Blue/Green H2 Production
J. MERTENS, KBC (a Yokogawa Company), Breda, Holland; T. BREW, KBC (a Yokogawa Company), London, UK; C. AMBLARD and C. LE GOAZIGO, WBCSD, Geneva, Switzerland
In 2021, the International Energy Agency (IEA) reported that the global demand for hydrogen (H2) reached 94 million metric tons per year (metric MMtpy), a 5% increase from 2020. H2 demand is projected to reach more than 200 metric MMtpy in 2030 and 530 metric MMtpy in 2050, according to the IEA’s “Global Hydrogen Review.”1 To meet the world's energy demand, more H2 must be produced in a much less carbon intensive manner to reach net-zero carbon emissions by 2050.
In support of the effort to limit global warming to 1.5ºC by 2050, the World Business Council for Sustainable Development (WBCSD)2 has written guidelines to help businesses align their H2 investments with the IEA’s Net Zero Emissions (NZE) scenario. The guide covers a variety of H2 production technologies, including:
The guide illustrates how these different technologies can align with the IEA NZE decarbonization pathway using a semi-quantitative approach to estimate the full lifecycle carbon intensity (CI) of the projects and the decarbonization impact of several carbon reduction solutions from now to 2050. The data used in the SMR section of this study was based on the authors’ company’s process simulations and expertise.

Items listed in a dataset

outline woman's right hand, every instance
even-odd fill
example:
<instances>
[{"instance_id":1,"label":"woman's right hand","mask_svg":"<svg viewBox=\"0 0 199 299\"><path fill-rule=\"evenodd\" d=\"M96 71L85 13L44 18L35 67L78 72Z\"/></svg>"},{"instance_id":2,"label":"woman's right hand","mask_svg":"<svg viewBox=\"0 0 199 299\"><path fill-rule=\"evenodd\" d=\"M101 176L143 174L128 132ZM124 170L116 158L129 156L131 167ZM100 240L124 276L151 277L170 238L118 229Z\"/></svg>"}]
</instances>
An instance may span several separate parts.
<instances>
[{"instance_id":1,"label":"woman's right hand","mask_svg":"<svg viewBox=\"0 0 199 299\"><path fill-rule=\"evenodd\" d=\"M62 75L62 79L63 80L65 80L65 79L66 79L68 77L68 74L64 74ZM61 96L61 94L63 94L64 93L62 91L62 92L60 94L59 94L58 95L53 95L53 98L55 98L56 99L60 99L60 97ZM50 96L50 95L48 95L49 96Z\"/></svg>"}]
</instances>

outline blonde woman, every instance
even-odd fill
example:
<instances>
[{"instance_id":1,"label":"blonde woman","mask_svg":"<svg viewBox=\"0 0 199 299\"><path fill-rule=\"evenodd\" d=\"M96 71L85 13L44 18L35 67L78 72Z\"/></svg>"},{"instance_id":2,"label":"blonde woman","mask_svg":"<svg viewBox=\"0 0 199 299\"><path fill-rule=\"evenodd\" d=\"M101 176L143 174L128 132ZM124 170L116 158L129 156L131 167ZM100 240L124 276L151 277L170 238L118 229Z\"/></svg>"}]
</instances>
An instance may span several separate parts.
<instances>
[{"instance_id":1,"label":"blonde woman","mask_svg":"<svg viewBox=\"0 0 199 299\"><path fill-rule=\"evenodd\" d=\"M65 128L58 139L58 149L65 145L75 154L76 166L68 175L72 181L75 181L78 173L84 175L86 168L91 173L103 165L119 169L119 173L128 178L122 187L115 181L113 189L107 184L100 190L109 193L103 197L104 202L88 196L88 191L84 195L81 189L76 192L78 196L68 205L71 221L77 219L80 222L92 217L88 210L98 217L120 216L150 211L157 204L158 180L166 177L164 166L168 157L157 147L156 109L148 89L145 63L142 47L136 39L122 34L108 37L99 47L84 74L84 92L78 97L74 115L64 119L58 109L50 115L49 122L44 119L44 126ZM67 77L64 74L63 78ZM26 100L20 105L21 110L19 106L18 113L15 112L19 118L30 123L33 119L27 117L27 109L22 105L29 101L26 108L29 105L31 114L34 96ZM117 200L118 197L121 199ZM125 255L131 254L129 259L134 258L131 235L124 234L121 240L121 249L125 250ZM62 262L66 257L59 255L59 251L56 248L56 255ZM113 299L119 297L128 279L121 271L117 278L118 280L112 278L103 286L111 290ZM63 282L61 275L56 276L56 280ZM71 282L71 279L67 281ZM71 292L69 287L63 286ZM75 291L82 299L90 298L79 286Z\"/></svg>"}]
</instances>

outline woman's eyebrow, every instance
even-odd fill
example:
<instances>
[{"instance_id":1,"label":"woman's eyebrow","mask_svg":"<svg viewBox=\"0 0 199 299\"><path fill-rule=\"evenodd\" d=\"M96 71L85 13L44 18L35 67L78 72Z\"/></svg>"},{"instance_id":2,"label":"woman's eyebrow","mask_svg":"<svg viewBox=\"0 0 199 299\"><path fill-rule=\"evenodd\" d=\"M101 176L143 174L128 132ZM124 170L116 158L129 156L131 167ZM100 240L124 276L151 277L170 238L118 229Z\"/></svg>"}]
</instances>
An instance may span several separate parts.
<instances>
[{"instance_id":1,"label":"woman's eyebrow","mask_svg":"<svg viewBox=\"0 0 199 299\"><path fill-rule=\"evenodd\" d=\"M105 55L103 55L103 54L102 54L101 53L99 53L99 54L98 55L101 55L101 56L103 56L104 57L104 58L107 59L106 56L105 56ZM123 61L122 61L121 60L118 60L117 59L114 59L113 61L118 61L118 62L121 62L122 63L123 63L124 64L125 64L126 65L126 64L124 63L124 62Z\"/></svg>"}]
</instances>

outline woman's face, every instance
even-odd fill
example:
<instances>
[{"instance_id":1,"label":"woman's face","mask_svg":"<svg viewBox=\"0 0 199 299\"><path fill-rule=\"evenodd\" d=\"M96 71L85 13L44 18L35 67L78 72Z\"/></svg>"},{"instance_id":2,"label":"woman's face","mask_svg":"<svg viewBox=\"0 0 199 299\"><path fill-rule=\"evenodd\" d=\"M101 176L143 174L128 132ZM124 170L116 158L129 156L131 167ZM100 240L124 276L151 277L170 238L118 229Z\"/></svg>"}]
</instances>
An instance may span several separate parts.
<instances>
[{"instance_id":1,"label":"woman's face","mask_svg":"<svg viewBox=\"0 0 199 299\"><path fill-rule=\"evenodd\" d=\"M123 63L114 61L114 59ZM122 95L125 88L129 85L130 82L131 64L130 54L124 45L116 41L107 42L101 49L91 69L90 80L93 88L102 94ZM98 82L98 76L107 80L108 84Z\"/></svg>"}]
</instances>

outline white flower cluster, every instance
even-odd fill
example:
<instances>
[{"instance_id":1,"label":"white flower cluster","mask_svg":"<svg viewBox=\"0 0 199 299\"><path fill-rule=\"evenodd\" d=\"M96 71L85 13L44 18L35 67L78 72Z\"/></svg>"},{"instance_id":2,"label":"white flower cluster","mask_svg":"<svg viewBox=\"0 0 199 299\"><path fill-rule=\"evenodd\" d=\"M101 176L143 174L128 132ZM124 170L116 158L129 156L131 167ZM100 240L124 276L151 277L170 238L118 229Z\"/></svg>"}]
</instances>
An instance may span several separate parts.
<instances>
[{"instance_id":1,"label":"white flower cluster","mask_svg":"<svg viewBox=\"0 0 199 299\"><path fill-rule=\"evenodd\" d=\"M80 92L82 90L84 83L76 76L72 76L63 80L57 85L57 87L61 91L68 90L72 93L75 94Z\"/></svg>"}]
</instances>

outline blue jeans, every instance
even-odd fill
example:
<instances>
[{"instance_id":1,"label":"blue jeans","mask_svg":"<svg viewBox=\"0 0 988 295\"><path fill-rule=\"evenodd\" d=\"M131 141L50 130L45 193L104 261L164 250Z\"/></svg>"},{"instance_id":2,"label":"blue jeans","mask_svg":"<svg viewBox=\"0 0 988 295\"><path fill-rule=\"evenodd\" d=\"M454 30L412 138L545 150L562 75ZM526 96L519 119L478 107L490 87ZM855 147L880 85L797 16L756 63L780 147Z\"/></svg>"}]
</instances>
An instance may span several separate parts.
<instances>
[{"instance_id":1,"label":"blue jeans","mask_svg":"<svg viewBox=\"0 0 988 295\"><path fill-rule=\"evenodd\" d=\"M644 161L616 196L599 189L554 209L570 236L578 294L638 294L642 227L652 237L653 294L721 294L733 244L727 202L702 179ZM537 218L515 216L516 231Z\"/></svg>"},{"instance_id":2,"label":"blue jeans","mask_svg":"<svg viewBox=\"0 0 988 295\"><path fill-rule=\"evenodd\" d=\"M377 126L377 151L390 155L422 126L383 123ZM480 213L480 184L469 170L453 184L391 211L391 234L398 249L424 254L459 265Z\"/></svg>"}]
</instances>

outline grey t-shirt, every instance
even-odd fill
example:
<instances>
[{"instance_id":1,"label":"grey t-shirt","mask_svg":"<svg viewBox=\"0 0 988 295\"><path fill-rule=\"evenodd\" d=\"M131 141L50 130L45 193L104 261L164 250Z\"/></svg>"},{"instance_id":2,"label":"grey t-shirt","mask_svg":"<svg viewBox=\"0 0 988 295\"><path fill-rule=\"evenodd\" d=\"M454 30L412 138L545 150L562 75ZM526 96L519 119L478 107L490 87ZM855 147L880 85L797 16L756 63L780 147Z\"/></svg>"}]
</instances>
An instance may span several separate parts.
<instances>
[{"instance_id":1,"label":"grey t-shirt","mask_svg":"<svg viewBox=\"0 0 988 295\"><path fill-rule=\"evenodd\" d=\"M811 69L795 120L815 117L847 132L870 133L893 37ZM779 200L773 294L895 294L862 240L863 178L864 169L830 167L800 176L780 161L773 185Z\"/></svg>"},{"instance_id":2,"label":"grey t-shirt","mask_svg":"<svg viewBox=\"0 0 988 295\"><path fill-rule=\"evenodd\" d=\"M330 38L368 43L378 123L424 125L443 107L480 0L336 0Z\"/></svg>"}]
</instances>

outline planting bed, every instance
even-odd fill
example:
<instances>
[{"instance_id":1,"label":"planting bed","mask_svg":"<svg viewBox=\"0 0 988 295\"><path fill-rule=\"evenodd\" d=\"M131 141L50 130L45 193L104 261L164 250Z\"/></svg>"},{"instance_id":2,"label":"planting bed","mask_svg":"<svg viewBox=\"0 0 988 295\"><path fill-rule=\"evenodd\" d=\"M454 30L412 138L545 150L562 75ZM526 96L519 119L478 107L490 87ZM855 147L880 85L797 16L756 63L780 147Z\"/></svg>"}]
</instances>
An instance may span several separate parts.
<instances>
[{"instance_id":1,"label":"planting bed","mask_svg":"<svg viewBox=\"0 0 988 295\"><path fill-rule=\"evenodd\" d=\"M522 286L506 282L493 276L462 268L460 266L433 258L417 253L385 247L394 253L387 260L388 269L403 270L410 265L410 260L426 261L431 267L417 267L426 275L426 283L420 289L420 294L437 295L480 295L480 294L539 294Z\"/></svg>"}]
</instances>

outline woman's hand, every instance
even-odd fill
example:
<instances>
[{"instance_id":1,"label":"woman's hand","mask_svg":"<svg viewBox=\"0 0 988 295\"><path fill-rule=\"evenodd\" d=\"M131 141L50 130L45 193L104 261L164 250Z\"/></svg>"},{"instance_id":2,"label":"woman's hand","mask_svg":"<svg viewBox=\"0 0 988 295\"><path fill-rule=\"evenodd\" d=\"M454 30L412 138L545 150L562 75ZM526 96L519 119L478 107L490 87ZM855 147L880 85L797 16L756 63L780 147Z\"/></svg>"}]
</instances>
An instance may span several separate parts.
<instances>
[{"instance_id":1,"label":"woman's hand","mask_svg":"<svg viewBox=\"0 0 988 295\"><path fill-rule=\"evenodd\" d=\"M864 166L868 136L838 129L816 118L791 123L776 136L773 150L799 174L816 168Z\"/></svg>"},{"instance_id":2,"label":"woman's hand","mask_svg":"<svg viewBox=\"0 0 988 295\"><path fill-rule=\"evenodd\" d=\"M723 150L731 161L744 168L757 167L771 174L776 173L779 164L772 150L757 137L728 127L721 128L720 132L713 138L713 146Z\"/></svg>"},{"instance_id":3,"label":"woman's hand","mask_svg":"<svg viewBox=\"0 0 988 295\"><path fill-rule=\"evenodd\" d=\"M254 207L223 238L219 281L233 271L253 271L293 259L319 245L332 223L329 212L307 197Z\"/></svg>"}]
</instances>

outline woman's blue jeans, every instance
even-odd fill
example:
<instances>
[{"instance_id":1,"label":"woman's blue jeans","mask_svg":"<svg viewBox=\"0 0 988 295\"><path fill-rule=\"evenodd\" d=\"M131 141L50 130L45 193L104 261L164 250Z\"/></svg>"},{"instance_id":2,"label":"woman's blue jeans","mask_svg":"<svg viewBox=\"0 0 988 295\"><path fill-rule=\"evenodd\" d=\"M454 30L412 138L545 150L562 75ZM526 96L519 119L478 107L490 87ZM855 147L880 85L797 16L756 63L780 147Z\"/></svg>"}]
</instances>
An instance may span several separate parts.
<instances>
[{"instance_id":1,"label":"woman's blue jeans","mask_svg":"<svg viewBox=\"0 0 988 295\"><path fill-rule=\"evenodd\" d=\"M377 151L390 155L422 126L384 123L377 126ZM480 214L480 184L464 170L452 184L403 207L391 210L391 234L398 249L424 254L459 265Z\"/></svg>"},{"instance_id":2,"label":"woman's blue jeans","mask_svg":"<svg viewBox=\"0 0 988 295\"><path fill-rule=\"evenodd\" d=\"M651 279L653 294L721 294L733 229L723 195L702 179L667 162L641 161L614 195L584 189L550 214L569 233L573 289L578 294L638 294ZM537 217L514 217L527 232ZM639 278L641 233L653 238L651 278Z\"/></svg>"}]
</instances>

## The task
Repeat the hydrogen production article above word for word, from its title to its final sentence.

## Answer to this exercise
Blue/Green H2 Production
J. MERTENS, KBC (a Yokogawa Company), Breda, Holland; T. BREW, KBC (a Yokogawa Company), London, UK; C. AMBLARD and C. LE GOAZIGO, WBCSD, Geneva, Switzerland
In 2021, the International Energy Agency (IEA) reported that the global demand for hydrogen (H2) reached 94 million metric tons per year (metric MMtpy), a 5% increase from 2020. H2 demand is projected to reach more than 200 metric MMtpy in 2030 and 530 metric MMtpy in 2050, according to the IEA’s “Global Hydrogen Review.”1 To meet the world's energy demand, more H2 must be produced in a much less carbon intensive manner to reach net-zero carbon emissions by 2050.
In support of the effort to limit global warming to 1.5ºC by 2050, the World Business Council for Sustainable Development (WBCSD)2 has written guidelines to help businesses align their H2 investments with the IEA’s Net Zero Emissions (NZE) scenario. The guide covers a variety of H2 production technologies, including:
The guide illustrates how these different technologies can align with the IEA NZE decarbonization pathway using a semi-quantitative approach to estimate the full lifecycle carbon intensity (CI) of the projects and the decarbonization impact of several carbon reduction solutions from now to 2050. The data used in the SMR section of this study was based on the authors’ company’s process simulations and expertise.